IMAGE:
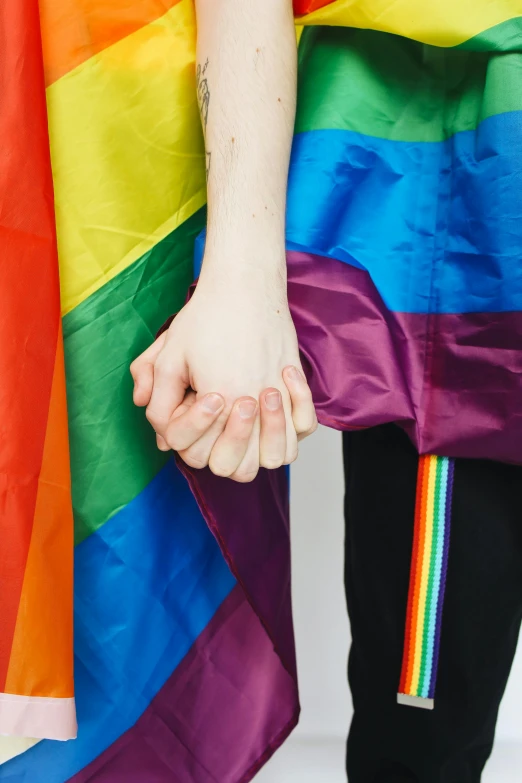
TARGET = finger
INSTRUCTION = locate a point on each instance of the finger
(186, 429)
(249, 466)
(168, 391)
(272, 441)
(190, 399)
(303, 411)
(142, 371)
(230, 448)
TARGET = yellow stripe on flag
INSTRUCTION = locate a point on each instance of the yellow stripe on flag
(127, 152)
(441, 23)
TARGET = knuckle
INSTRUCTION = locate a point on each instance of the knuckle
(291, 457)
(151, 417)
(220, 470)
(193, 461)
(271, 463)
(244, 477)
(163, 369)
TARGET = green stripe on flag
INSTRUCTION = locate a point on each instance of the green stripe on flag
(504, 37)
(394, 88)
(113, 449)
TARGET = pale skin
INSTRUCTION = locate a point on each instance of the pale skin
(224, 385)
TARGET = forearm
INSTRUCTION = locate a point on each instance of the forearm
(246, 73)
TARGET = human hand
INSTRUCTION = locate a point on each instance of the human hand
(247, 403)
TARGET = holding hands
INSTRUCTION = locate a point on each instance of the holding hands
(223, 386)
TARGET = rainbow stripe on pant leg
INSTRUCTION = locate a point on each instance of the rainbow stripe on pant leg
(427, 581)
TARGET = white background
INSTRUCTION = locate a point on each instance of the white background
(322, 632)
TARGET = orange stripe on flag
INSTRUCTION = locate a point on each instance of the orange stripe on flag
(42, 662)
(73, 31)
(29, 297)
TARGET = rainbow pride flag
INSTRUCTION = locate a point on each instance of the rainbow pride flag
(404, 242)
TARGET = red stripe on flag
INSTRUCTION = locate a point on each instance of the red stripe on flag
(29, 297)
(302, 7)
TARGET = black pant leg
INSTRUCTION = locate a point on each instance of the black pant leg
(391, 743)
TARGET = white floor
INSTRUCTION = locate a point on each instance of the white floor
(312, 761)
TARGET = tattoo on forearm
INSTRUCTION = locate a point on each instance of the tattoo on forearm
(203, 92)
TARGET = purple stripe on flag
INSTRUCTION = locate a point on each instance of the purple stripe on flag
(453, 381)
(226, 708)
(251, 524)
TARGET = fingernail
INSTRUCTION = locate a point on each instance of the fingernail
(273, 400)
(294, 374)
(212, 402)
(247, 408)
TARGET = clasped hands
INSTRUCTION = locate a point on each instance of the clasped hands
(224, 386)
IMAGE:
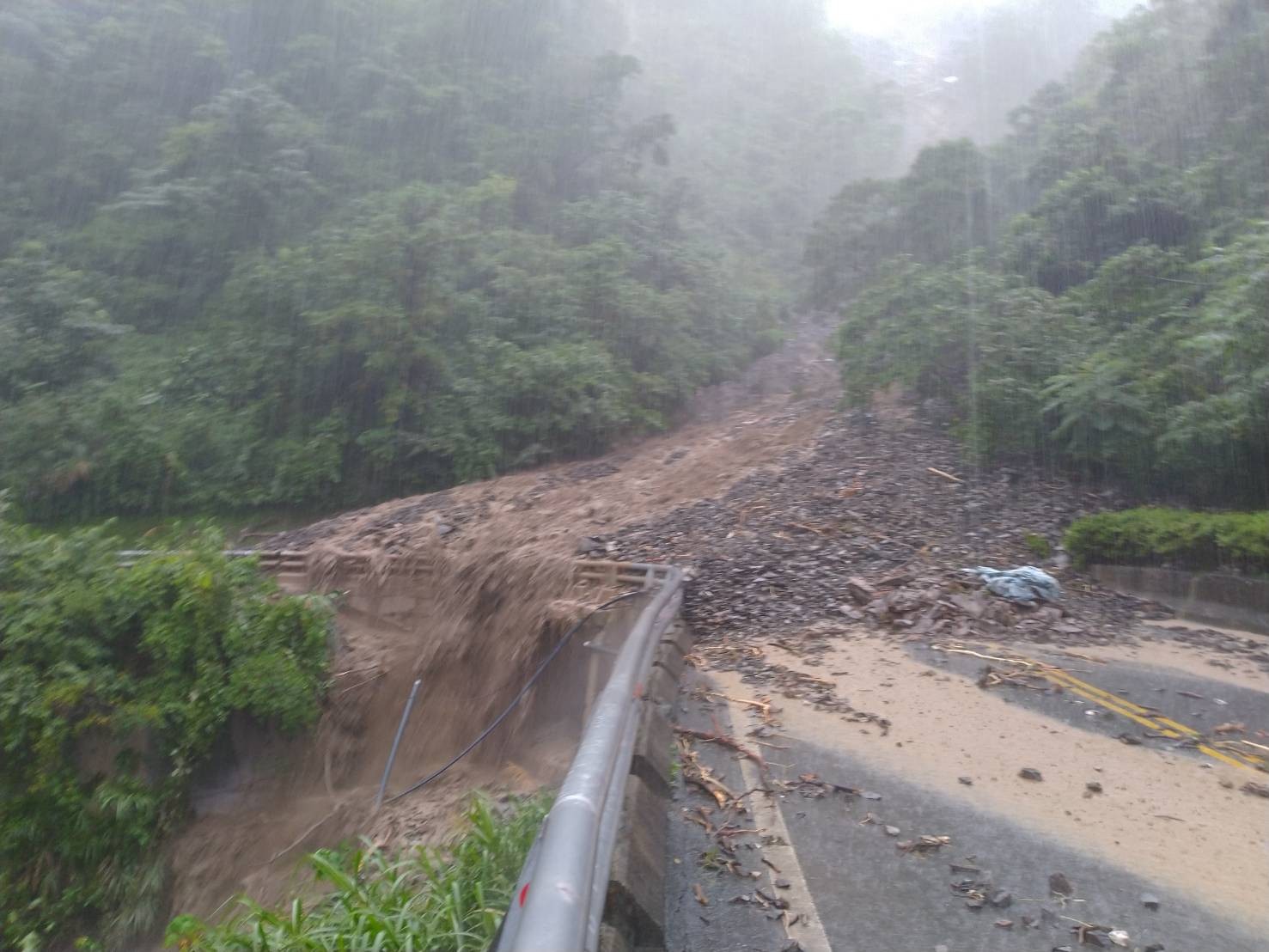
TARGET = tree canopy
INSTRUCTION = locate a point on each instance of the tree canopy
(1090, 290)
(320, 252)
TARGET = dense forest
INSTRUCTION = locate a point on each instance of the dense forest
(319, 252)
(1091, 290)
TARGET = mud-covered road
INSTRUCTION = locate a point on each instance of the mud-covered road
(1156, 838)
(840, 640)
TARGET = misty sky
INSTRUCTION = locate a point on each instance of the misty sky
(872, 16)
(883, 16)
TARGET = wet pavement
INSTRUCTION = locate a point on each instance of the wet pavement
(853, 890)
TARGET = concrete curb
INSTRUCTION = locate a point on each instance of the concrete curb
(1212, 598)
(635, 906)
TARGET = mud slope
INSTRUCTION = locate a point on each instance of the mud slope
(494, 595)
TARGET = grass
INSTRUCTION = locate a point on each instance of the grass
(422, 900)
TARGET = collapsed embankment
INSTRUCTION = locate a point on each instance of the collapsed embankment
(473, 629)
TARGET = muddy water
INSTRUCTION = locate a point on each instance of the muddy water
(271, 800)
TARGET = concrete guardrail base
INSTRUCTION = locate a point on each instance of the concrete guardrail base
(635, 910)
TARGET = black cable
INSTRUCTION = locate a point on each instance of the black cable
(519, 697)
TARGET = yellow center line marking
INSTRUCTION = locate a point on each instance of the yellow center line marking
(1135, 712)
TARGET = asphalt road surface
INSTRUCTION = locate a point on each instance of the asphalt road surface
(1170, 853)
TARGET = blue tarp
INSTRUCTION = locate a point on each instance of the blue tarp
(1023, 584)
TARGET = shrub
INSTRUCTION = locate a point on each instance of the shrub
(1188, 540)
(114, 685)
(441, 900)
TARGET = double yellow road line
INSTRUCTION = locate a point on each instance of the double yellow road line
(1144, 716)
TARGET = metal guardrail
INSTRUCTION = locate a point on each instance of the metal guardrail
(560, 898)
(558, 901)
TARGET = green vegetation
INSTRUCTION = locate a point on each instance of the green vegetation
(1093, 290)
(1186, 540)
(114, 686)
(311, 253)
(439, 900)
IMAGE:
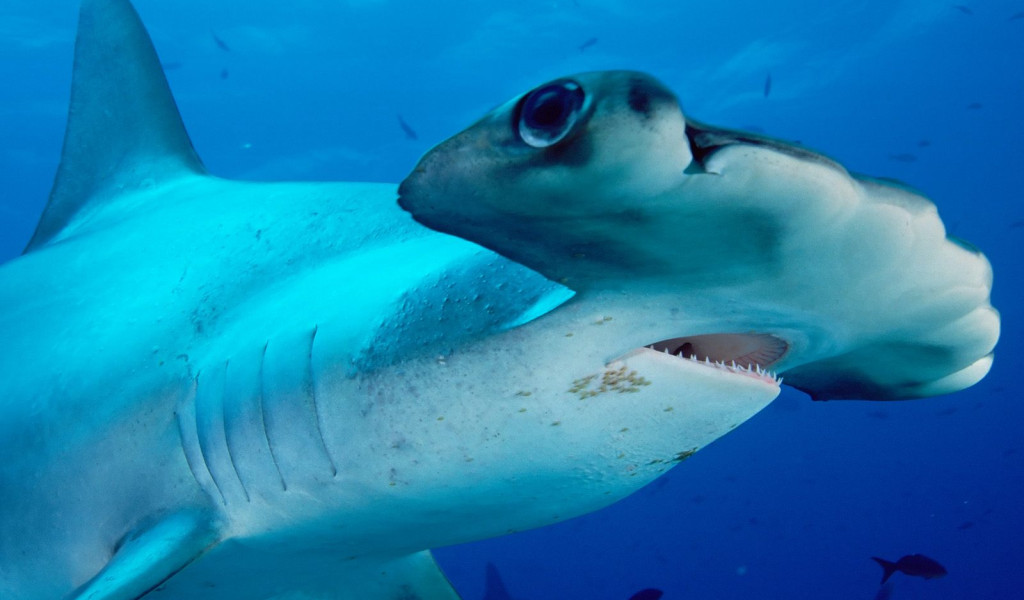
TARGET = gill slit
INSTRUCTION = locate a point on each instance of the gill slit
(312, 396)
(203, 449)
(223, 422)
(183, 433)
(262, 413)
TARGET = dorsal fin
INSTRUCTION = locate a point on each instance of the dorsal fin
(124, 131)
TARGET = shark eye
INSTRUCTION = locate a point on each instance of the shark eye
(549, 113)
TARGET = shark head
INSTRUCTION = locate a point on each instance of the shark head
(738, 247)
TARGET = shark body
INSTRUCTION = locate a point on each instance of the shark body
(224, 389)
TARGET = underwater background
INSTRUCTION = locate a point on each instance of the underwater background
(794, 503)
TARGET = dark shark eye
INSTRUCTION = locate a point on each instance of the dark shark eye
(549, 113)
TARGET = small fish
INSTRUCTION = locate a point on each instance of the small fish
(916, 565)
(904, 158)
(647, 594)
(220, 43)
(410, 133)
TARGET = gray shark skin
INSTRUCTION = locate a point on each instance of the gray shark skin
(773, 253)
(225, 389)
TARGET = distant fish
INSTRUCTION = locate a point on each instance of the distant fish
(648, 594)
(410, 133)
(885, 592)
(916, 565)
(904, 158)
(220, 43)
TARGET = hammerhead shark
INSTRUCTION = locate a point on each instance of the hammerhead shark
(227, 389)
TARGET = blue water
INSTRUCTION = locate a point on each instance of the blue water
(793, 504)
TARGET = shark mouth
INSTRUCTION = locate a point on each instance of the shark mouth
(750, 354)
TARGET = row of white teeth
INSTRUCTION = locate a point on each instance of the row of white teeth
(749, 370)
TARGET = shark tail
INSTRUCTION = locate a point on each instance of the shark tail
(888, 567)
(124, 131)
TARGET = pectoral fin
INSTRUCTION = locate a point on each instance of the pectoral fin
(148, 556)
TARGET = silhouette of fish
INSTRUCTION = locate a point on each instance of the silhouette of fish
(916, 565)
(410, 132)
(220, 43)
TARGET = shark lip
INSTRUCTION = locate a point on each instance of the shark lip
(744, 353)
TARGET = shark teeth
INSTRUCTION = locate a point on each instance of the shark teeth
(754, 370)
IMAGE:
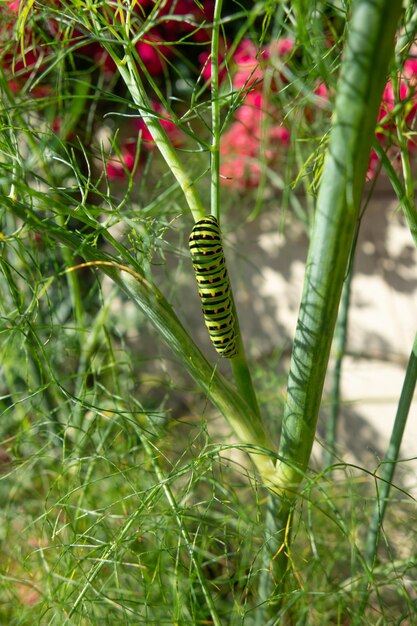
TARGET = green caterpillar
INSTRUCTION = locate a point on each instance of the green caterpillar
(213, 284)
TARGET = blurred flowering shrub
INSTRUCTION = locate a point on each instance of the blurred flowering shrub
(172, 47)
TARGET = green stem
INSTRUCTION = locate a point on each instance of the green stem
(391, 456)
(215, 113)
(245, 422)
(130, 74)
(363, 76)
(340, 339)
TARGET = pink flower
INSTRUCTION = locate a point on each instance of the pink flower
(204, 58)
(322, 91)
(373, 165)
(192, 23)
(13, 6)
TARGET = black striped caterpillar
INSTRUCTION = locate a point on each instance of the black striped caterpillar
(213, 284)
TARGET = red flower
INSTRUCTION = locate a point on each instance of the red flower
(192, 24)
(116, 166)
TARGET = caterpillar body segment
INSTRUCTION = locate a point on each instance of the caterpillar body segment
(213, 284)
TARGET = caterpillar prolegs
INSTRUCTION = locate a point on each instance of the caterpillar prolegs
(213, 284)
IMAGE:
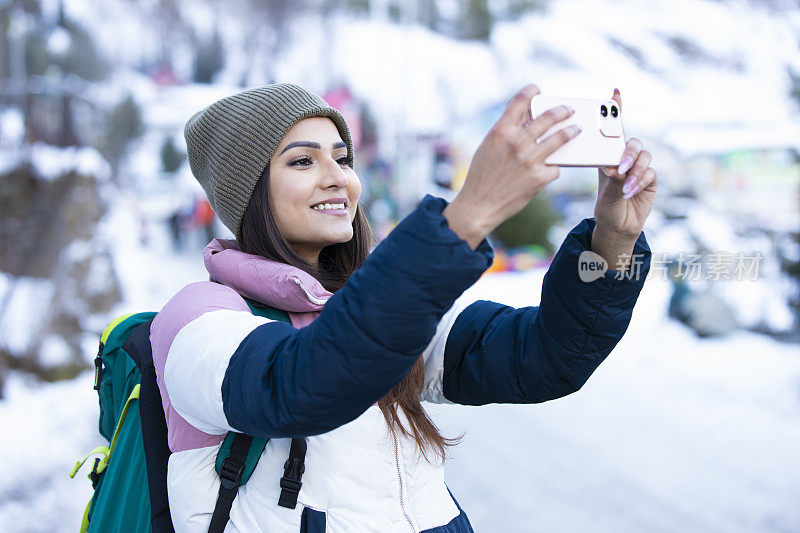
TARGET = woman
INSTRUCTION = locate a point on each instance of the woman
(277, 166)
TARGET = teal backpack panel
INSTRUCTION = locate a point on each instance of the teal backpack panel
(120, 373)
(127, 507)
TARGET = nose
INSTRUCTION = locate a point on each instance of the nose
(333, 175)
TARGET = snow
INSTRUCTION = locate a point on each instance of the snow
(671, 433)
(51, 162)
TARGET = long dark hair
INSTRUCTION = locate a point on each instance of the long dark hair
(259, 235)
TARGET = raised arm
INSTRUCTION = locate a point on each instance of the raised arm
(227, 369)
(487, 352)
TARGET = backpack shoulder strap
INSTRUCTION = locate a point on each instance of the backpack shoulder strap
(230, 471)
(239, 454)
(154, 428)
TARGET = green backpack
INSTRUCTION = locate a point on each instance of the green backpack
(129, 476)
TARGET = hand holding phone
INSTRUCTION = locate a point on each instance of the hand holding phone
(602, 139)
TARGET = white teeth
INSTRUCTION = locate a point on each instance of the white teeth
(320, 207)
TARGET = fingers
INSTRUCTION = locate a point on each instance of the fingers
(632, 149)
(558, 139)
(518, 110)
(636, 173)
(648, 180)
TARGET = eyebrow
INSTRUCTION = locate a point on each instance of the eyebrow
(311, 144)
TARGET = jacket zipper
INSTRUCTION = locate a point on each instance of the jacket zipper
(400, 482)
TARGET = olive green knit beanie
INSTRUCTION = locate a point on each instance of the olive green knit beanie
(230, 142)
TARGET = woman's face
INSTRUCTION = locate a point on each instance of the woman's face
(313, 192)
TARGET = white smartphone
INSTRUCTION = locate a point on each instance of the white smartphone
(601, 142)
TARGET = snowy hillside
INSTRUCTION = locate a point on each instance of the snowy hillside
(672, 433)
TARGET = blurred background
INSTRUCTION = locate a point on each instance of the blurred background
(693, 422)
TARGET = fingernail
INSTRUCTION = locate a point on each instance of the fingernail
(630, 194)
(625, 164)
(629, 185)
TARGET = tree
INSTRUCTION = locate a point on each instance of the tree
(475, 20)
(124, 125)
(209, 60)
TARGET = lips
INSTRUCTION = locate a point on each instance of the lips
(335, 204)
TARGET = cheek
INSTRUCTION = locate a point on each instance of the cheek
(354, 188)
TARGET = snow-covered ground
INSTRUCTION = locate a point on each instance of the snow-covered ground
(671, 433)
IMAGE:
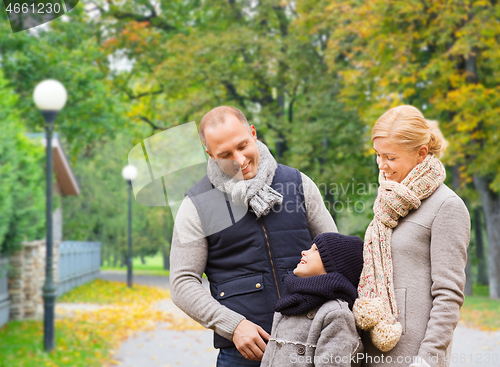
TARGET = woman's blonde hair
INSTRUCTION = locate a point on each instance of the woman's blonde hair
(406, 127)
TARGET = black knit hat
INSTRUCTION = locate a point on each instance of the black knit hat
(341, 254)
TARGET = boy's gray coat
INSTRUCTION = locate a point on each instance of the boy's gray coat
(326, 336)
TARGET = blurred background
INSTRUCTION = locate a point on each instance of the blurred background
(313, 76)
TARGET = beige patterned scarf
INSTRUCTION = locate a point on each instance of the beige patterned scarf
(376, 308)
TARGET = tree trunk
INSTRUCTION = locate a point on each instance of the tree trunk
(482, 267)
(491, 209)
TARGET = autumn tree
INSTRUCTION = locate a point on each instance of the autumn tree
(440, 56)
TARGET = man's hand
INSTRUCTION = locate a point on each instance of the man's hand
(249, 340)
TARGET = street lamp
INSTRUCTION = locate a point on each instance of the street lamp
(50, 97)
(129, 173)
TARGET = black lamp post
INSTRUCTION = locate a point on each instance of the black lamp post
(50, 97)
(129, 173)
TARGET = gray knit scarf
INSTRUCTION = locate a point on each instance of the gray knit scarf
(256, 191)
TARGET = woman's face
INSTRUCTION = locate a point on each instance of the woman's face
(395, 162)
(310, 264)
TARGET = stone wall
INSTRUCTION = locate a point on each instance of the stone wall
(26, 280)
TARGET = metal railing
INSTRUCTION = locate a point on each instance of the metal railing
(79, 263)
(4, 292)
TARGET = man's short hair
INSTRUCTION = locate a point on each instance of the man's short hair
(217, 116)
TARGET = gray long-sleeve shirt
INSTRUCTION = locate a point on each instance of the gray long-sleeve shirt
(188, 259)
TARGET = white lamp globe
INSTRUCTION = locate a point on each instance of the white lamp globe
(50, 95)
(129, 172)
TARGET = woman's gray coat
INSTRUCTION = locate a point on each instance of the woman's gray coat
(429, 253)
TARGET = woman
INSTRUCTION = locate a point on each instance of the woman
(411, 287)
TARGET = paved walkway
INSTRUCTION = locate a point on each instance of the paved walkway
(163, 347)
(191, 348)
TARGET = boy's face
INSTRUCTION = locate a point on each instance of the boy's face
(310, 264)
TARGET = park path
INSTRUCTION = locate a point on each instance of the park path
(163, 347)
(191, 348)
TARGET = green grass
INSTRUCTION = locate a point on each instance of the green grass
(153, 266)
(105, 292)
(481, 312)
(85, 340)
(22, 346)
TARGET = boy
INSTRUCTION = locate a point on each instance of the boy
(313, 324)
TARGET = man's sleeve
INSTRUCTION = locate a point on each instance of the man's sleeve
(188, 258)
(318, 218)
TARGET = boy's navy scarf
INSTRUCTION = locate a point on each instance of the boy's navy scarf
(305, 294)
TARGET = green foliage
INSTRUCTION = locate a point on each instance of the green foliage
(440, 56)
(69, 52)
(22, 196)
(100, 212)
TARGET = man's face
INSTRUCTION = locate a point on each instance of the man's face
(235, 147)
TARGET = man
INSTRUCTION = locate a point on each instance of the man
(246, 261)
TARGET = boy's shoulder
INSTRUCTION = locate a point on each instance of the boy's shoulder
(333, 307)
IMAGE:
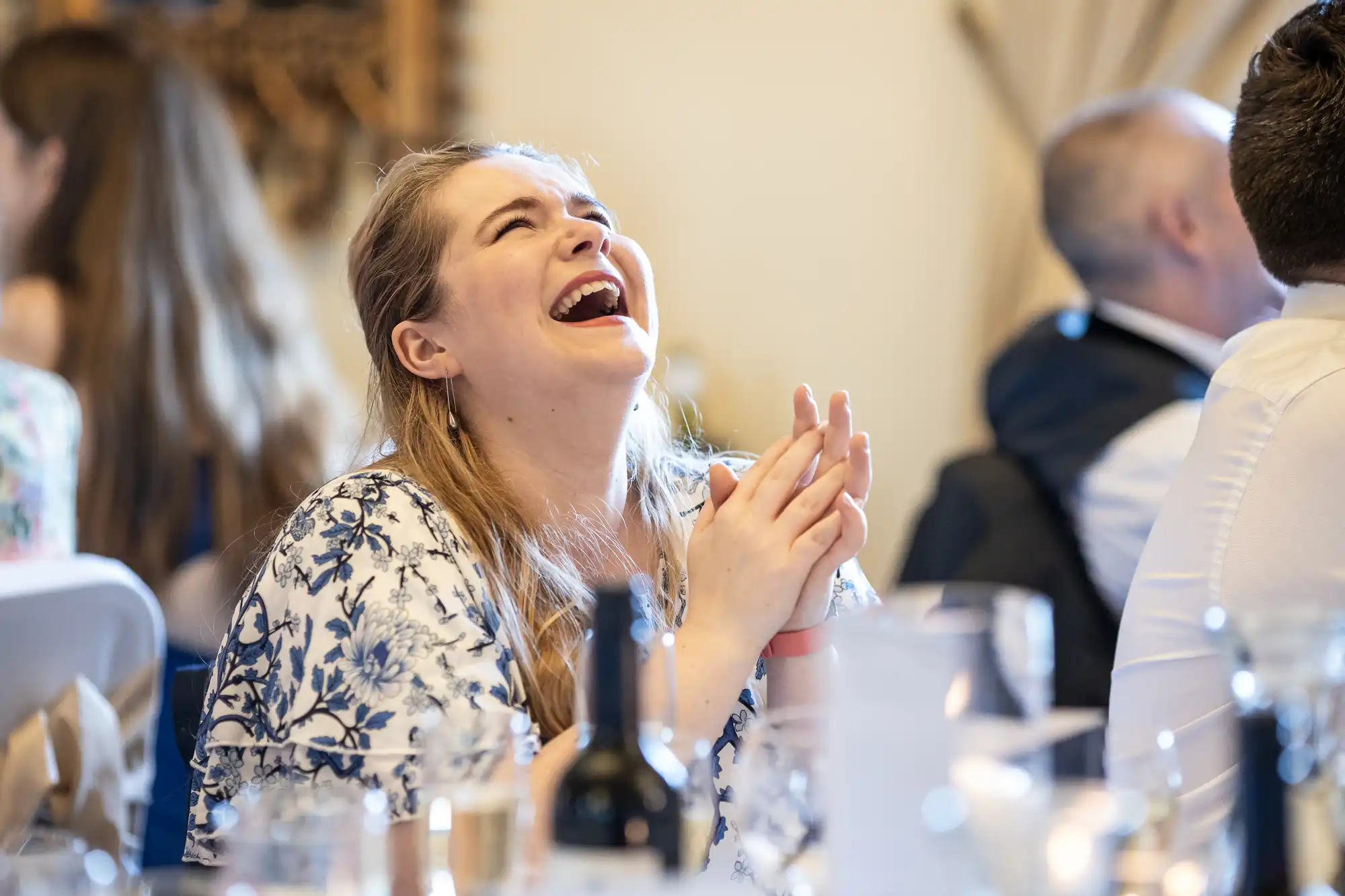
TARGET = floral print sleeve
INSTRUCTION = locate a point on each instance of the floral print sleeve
(369, 612)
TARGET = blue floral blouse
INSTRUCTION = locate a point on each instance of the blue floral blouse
(372, 610)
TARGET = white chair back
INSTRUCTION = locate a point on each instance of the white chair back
(80, 615)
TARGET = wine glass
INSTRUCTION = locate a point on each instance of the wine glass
(56, 862)
(477, 799)
(782, 794)
(699, 803)
(307, 838)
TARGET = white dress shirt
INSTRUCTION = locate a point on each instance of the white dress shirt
(1256, 518)
(1118, 497)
##############################
_Given instruction_. Skip the pictures and copy exactly the lines from the one containing "TARGET = man's face" through the end of the material, both ends included.

_Written response_.
TARGET = man's face
INSTRUCTION = locate a point on each instance of the man's face
(235, 147)
TARGET = man
INSTRUCTION = locate a point on each instance of the man
(246, 261)
TARGET = boy's shoulder
INSTRUCTION = locate a point on each instance of the boy's shoulder
(333, 307)
IMAGE:
TARGET = floral print sleeve
INSTRUCTION = locate a point on each instance of the floral print sleeve
(369, 612)
TARGET = blue floral blouse
INSTRUCTION = locate a point on each instance of the blue floral blouse
(372, 610)
TARGET = white chair back
INSTRUCTION = locate a point on each instance of the white chair back
(80, 615)
TARGET = wine glass
INSTRUCTION = locate a point on each instance of the wine glass
(56, 862)
(477, 799)
(782, 794)
(699, 803)
(307, 838)
TARGET = white dress shirt
INSTRUCTION = locate a point on each instance of the white dress shirt
(1256, 518)
(1118, 497)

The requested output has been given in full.